- **Instructions to follow**: Recast the entries from the start through the line containing "M337 356L313 376L268", inclusive, as a Markdown table with columns Row and Entry line, numbering each line and skipping blank ones.

- **Input data**:
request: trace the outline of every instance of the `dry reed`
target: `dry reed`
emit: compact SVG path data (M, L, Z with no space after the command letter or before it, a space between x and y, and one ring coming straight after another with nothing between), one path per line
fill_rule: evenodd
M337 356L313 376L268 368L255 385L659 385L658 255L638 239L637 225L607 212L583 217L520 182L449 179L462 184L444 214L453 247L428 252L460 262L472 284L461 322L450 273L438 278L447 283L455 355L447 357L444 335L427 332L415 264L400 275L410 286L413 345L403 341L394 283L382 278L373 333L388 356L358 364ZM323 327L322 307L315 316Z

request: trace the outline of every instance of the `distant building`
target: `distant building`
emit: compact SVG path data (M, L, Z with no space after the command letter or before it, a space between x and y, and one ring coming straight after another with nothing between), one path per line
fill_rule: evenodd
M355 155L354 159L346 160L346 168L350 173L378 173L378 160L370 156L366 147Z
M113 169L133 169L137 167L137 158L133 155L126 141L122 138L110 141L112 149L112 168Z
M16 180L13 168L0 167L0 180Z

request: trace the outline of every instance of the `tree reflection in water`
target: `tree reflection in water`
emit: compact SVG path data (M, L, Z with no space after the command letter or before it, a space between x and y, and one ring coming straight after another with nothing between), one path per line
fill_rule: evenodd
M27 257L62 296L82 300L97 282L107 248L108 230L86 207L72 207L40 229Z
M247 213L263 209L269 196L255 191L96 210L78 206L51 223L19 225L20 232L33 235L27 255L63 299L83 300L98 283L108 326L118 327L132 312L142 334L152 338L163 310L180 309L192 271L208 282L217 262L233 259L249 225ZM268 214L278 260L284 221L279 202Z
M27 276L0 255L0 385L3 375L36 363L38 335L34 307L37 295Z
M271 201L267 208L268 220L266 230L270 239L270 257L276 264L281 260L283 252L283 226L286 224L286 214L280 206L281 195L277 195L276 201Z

- **Response**:
| Row | Entry line |
|---|---|
| 1 | request: trace the outline of every instance of the `dry reed` |
| 2 | target: `dry reed` |
| 3 | emit: compact SVG path data (M, L, Z with no space after the command letter or before it, a space between x and y, and one ring coming straight after another with nothing between), one path per line |
| 4 | fill_rule: evenodd |
| 5 | M337 356L313 376L268 368L255 385L659 385L658 255L638 239L637 225L607 212L583 217L520 182L449 179L462 184L444 214L453 247L428 252L460 262L472 284L461 322L450 273L438 278L447 283L455 355L447 357L444 335L427 332L415 264L400 275L410 286L413 345L403 341L394 283L382 278L373 333L388 356L358 364ZM323 327L322 307L315 316Z |